■ **Records for this exercise**
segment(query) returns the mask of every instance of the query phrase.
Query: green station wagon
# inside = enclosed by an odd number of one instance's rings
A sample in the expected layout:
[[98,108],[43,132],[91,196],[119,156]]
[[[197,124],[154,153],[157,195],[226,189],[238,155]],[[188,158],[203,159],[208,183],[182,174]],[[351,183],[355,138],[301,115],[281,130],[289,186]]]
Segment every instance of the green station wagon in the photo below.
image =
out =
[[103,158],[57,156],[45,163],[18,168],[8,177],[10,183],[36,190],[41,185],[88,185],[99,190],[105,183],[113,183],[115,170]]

■ **Given problem**
Copy the listing above line for line, leaving every character unchanged.

■ **Answer**
segment(query) returns the mask of every instance of the query phrase.
Query: green station wagon
# inside = enclosed by an odd number of one instance's rings
A sample in the expected layout:
[[98,108],[43,132],[91,196],[119,156]]
[[[197,124],[154,153],[157,195],[226,189],[238,155]],[[188,158],[203,159],[208,183],[182,174]],[[351,183],[355,138],[301,115],[281,130],[289,186]]]
Segment every instance of the green station wagon in the photo below.
image =
out =
[[103,158],[57,156],[45,163],[18,168],[8,177],[10,183],[36,190],[41,185],[88,185],[99,190],[105,183],[113,183],[115,170]]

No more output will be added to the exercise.